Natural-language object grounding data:
-- Opening Marker --
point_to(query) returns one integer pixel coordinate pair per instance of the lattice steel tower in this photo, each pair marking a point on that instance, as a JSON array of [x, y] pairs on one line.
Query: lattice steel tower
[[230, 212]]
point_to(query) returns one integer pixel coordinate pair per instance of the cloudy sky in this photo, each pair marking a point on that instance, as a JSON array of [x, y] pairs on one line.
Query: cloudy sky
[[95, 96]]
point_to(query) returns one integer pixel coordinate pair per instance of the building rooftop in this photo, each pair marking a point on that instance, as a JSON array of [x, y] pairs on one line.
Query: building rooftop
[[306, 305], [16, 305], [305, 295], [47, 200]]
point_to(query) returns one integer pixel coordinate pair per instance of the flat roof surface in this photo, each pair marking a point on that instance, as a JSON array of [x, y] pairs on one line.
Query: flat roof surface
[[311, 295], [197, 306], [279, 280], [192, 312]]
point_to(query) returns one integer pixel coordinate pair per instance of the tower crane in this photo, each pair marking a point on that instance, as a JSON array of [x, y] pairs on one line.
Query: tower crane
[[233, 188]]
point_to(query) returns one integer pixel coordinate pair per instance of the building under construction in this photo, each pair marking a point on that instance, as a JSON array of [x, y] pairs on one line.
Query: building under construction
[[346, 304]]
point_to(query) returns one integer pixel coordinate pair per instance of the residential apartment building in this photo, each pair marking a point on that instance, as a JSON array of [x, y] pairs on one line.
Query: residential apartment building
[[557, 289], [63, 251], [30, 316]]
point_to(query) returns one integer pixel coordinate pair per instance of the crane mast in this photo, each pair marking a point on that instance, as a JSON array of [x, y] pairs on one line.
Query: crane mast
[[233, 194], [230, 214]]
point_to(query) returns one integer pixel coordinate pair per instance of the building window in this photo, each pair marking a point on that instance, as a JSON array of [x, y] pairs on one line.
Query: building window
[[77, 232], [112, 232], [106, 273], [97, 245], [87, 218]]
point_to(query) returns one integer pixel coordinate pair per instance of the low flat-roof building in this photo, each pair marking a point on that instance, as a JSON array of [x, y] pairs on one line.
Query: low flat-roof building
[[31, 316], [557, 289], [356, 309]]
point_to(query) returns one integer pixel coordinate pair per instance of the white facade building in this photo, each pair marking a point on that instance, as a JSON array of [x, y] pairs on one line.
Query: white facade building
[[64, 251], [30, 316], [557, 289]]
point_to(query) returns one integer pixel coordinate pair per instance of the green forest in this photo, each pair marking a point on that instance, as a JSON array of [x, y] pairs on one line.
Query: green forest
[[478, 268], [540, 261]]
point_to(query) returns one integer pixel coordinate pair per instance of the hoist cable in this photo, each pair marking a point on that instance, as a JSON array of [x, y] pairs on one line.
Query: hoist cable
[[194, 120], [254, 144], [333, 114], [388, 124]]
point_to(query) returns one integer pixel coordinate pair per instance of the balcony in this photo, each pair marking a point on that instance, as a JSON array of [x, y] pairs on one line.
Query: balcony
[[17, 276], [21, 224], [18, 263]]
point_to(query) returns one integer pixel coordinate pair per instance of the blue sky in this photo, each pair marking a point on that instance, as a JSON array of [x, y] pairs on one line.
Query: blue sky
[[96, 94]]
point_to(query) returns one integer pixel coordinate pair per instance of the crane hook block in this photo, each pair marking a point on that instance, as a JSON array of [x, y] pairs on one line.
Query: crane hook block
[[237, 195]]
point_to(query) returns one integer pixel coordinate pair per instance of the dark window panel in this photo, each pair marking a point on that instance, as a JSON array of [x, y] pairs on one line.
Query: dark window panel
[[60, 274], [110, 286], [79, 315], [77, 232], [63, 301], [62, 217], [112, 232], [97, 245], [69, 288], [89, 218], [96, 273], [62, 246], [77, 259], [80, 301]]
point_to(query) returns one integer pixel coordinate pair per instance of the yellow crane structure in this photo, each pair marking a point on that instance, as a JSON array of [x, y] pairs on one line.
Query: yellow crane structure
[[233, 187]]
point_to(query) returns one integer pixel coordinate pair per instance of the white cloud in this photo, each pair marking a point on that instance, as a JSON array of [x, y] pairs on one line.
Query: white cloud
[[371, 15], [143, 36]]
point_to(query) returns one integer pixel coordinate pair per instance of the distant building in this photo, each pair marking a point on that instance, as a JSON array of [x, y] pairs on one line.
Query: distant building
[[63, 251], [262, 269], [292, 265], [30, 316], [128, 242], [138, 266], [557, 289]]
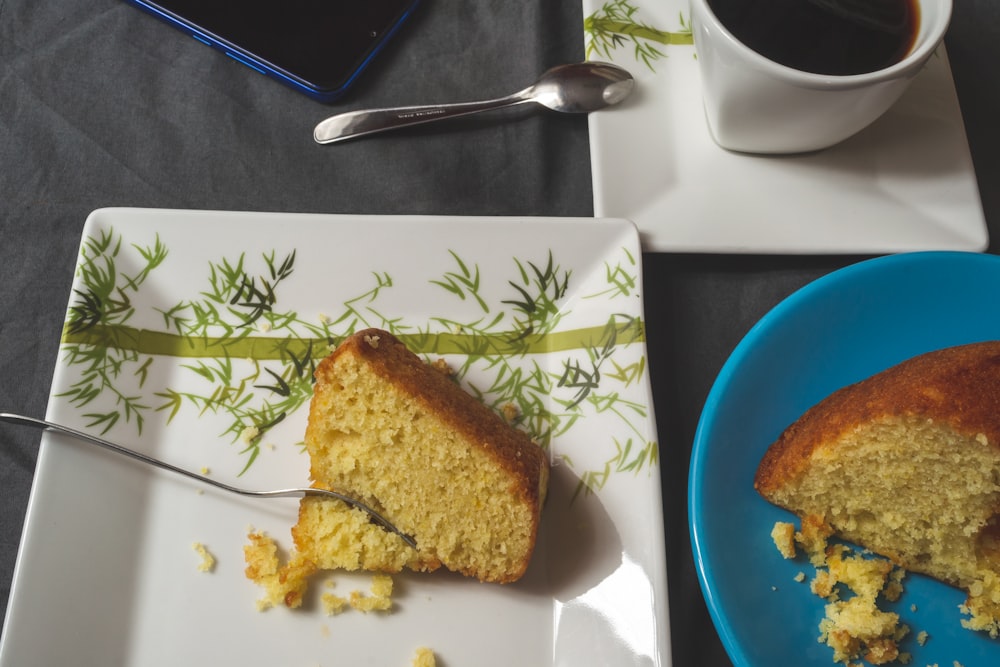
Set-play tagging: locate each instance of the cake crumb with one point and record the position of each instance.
(983, 605)
(333, 604)
(248, 434)
(424, 657)
(783, 535)
(854, 627)
(282, 584)
(380, 598)
(207, 563)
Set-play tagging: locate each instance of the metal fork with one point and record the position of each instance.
(277, 493)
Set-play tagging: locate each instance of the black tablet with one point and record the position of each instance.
(316, 46)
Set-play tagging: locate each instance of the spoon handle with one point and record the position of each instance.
(369, 121)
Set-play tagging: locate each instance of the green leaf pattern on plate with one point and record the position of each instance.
(251, 361)
(616, 25)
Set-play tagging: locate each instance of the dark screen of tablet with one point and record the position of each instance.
(320, 41)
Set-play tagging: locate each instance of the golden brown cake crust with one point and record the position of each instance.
(390, 359)
(958, 385)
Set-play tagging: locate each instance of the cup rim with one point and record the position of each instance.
(911, 61)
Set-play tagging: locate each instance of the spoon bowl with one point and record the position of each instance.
(575, 88)
(581, 87)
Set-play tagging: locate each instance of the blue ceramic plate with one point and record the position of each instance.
(835, 331)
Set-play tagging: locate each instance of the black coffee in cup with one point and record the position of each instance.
(836, 37)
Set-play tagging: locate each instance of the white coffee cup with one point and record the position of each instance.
(756, 105)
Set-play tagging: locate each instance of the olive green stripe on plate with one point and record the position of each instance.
(162, 343)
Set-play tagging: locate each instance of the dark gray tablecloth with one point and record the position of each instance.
(101, 105)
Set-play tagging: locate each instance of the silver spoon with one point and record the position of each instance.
(576, 88)
(278, 493)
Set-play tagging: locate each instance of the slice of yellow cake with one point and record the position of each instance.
(402, 436)
(907, 463)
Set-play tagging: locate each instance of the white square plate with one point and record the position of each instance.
(904, 183)
(184, 327)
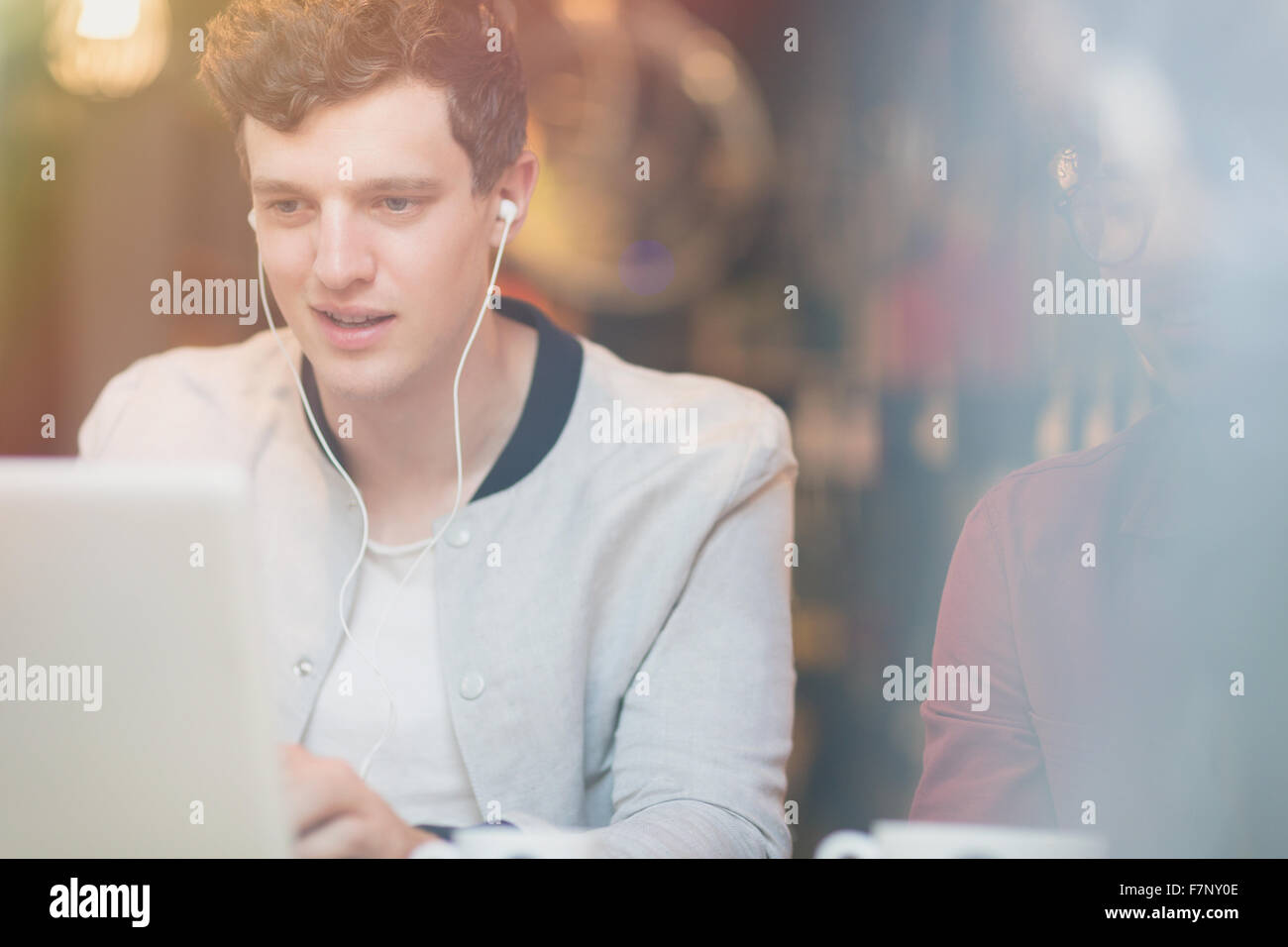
-- Closing Marker --
*WHAT THE EXERCISE ASKS*:
Word for word, give back each entry from above, but skip any picture.

*RESULT*:
point_to(query) returns one integer pixel coordinate pair per instance of the lattice steel tower in this photo, each pair marking a point on that instance, as a JSON array of [x, y] pairs on one line.
Query: lattice steel tower
[[230, 212]]
point_to(query) returns one integer pixel coordinate pair per instance of the cloudy sky in this photo, each pair marking a point on that instance, as a JSON array of [x, y] pairs on one line.
Query: cloudy sky
[[95, 96]]
point_to(query) returns one integer pixel coordinate pair per instance of the building rooftop in this photo, each pair marking a point on that instance, as a JSON array of [x, y] pairs on one line.
Query: building rooftop
[[306, 305], [16, 305], [305, 295], [47, 200]]
point_to(query) returns one integer pixel coordinate pair per instance of the flat roof surface in this photo, each pair marking a point on that instance, as a JSON array of [x, y] pairs on one line.
Query: flat roof surface
[[311, 295], [197, 306], [279, 280], [192, 312]]
point_to(query) returns one integer pixel coordinate pair per instance of the tower crane in this photo, each pair marking a point on that instance, as a JSON array of [x, y] pairs on one line.
Query: tower crane
[[233, 188]]
point_to(query) returns one integer pixel coordinate pair per instance of the building under construction in this photo, each pair marking a point on that instance, as a JSON array of [x, y] pairs on one line.
Query: building under construction
[[346, 304]]
point_to(query) returns one integer pixel coordinate pair per instance of the residential apartment building in this photo, each pair marking a point on that instance, as a JSON array of [x, y] pairs on one line.
Query: residential apartment building
[[557, 289], [63, 251], [30, 316]]
point_to(query) returns one integer pixel coordinate pair per instance of the crane mast in this photo, each pair marking a point on that instance, as a JSON array of [x, y] pairs on one line.
Query: crane mast
[[233, 194], [230, 214]]
point_to(query) returns one integer pixel coordinate pair per instance of the building window in this photo, each pair marking a point on that instance, as a JSON array of [x, y] pairs on one line.
Query: building window
[[77, 232], [112, 232], [106, 273], [97, 245], [87, 218]]
point_to(query) returns one integer pixel coordinate pair per instance of the low flat-roof building in this photo, each pair marking a point on that instance, as a JSON array of [x, y] pairs on one line.
Query: low flat-roof building
[[31, 316], [557, 289], [356, 309]]
point_to(query) returns one integer pixel coordinate pair per instance of the white facade building in this photo, each pair marking a point on that instance, as a JSON array of [x, y] pairs on one line.
Query: white facade building
[[64, 251], [30, 316], [557, 289]]
point_to(query) returns one integer pixel coordinate pair per instance of the green forest in this photo, each pair marking a point on that instance, as a JSON array of [x, y] pairs on one line.
Query: green forest
[[478, 268], [540, 261]]
point_to(query) returns one integer pixel coordinate pair per instance of the hoist cable in this photo, each pair marking a point on that instance, as a JSON array of [x, y] pairs on one line.
Query: hoist cable
[[194, 120], [254, 144], [333, 114], [388, 124]]
point_to(query) returns one integer pixel coordinate pair per instance of the balcony in this photo, each pair marking a point on that instance, as a JSON array of [x, y] pairs on one line.
Query: balcony
[[17, 276], [21, 224], [18, 263]]
point_to(query) returns one integer pixel coordinate pair per instance of the blue sky in this photo, each pair marking a point on that instance, as a JSON array of [x, y] pairs on one line.
Query: blue sky
[[96, 94]]
point_to(query) returns one integer pixel coordinate pair per instance of the crane hook block in this photo, each pair marking a point on that instance, as a JSON array of [x, y] pairs on one line.
Query: crane hook block
[[237, 195]]
point_to(query) returns one integer pixel coordinate pair per instance of the dark window panel in this photo, each pair marking a point on that instance, as a JSON array of [x, y] pairs on one line.
Query: dark window panel
[[60, 274], [110, 286], [79, 315], [77, 232], [63, 301], [62, 217], [112, 232], [97, 245], [69, 288], [89, 218], [96, 273], [62, 246], [77, 259], [80, 301]]
point_to(query) returns one integer pixel coordinate pair per instance of the yellow crane structure in this photo, each pair marking a point on that instance, as a JSON array of [x, y] pairs on one line.
Query: yellow crane structure
[[233, 187]]
point_to(query) returns one integer pixel coordinate pair per instance of the white cloud in this photo, each pair marking a point on that instance, as a JSON array of [x, y] pairs on one line.
Query: white cloud
[[371, 15], [143, 36]]
point_to(query) returns one integer pixel coordinate pair per instance of the distant building in this photo, each pair marking a point on that instance, as a JSON array of [x, y] pairs on one line.
Query: distant building
[[63, 251], [262, 269], [292, 265], [30, 316], [128, 242], [138, 266], [557, 289]]
Set-play tagging: locate each instance of the cake crumb with one point and record the position of each instance.
(983, 605)
(333, 604)
(248, 434)
(424, 657)
(783, 535)
(854, 627)
(282, 584)
(380, 598)
(207, 563)
Set-play tagging: locate each instance of the metal fork with one point and record the position of each instance.
(277, 493)
Set-play tagging: locate each instance of the black tablet with one point and record the position of each instance.
(316, 46)
Set-play tagging: locate each instance of the spoon handle with one point and record the position of each instance.
(369, 121)
Set-play tagging: locate each instance of the green leaf pattern on plate with one point and record the position of each instance.
(251, 361)
(616, 25)
Set-play tagging: locate each instance of the dark screen of tablet with one point and record the position of each instance.
(320, 41)
Set-play tagging: locate each instance of the golden brown cake crust with one point and record the position of each instance.
(390, 359)
(958, 385)
Set-play tagging: locate each instance of the cup rim with one point and record the position of each instance.
(911, 61)
Set-play tagging: locate each instance of the spoon bowl with one point and record the position of each instance.
(575, 88)
(581, 87)
Set-play tagging: locate each instance of the blue ceramic plate with one point and record the position of each instance.
(835, 331)
Set-play tagging: locate each instance of the black coffee in cup with one point and record the position of each instance.
(836, 37)
Set-play tagging: locate each instance of the white coffee cup with one point and record the position of each instance.
(756, 105)
Set-play tagging: locate each instance of the olive green stripe on plate with one point and record the position of each instance.
(162, 343)
Set-play tagging: locate each instance of the dark gray tablecloth with one point and record the position of each instance.
(101, 105)
Set-play tagging: locate each instance of the silver spoon with one point and record the position of each instance.
(576, 88)
(278, 493)
Set-play tagging: locate each instance of the slice of yellow cake with one point and record the position of each instance.
(402, 436)
(907, 463)
Set-play tagging: locate each instance of the white square plate with one point and record the position of each instance.
(904, 183)
(184, 327)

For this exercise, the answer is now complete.